BEGIN Entries shown

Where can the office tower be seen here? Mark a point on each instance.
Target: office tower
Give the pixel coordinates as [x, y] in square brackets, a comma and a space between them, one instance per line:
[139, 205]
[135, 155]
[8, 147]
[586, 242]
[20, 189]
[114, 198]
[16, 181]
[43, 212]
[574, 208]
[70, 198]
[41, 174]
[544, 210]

END Entries shown

*Problem to solve:*
Print the lines in the items above again, character for character.

*The reply:*
Where can the office tower be seen here? Mark a point on each instance.
Target: office tower
Give the pixel coordinates as [x, y] in square brackets, a comma and a space between them, one instance per line:
[139, 205]
[135, 155]
[8, 147]
[586, 242]
[20, 189]
[114, 198]
[16, 181]
[43, 212]
[574, 208]
[70, 198]
[41, 174]
[544, 210]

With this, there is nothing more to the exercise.